Records drawn from a dataset

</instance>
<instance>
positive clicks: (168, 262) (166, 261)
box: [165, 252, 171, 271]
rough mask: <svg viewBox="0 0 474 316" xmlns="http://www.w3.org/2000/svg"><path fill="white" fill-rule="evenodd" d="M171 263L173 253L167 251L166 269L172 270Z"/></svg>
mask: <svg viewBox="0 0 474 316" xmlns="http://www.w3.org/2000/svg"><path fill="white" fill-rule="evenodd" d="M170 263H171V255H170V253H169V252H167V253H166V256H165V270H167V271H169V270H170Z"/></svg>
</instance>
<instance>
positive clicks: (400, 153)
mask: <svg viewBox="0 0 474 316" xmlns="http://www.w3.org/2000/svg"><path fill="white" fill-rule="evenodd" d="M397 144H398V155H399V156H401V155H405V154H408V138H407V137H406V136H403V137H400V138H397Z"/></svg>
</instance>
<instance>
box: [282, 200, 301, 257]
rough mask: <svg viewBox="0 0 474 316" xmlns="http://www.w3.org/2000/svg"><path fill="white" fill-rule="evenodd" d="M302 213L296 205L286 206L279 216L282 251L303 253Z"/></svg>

▶ **Task to complete**
Your answer should consist only of the lines from the one with "box: [165, 252, 171, 271]" through the last line of the entries above, retyped exactly.

▶ **Answer to this task**
box: [165, 252, 171, 271]
rough mask: <svg viewBox="0 0 474 316" xmlns="http://www.w3.org/2000/svg"><path fill="white" fill-rule="evenodd" d="M171 263L173 253L167 251L166 269L172 270Z"/></svg>
mask: <svg viewBox="0 0 474 316" xmlns="http://www.w3.org/2000/svg"><path fill="white" fill-rule="evenodd" d="M170 263H171V255H170V253H169V252H167V253H166V256H165V270H167V271H169V270H170Z"/></svg>
</instance>
<instance>
positive clicks: (400, 153)
mask: <svg viewBox="0 0 474 316" xmlns="http://www.w3.org/2000/svg"><path fill="white" fill-rule="evenodd" d="M397 144H398V155H399V156H401V155H405V154H408V138H407V137H406V136H403V137H400V138H397Z"/></svg>
</instance>
<instance>
box: [282, 200, 301, 257]
rough mask: <svg viewBox="0 0 474 316" xmlns="http://www.w3.org/2000/svg"><path fill="white" fill-rule="evenodd" d="M302 213L296 205L286 206L279 216L282 251L303 253Z"/></svg>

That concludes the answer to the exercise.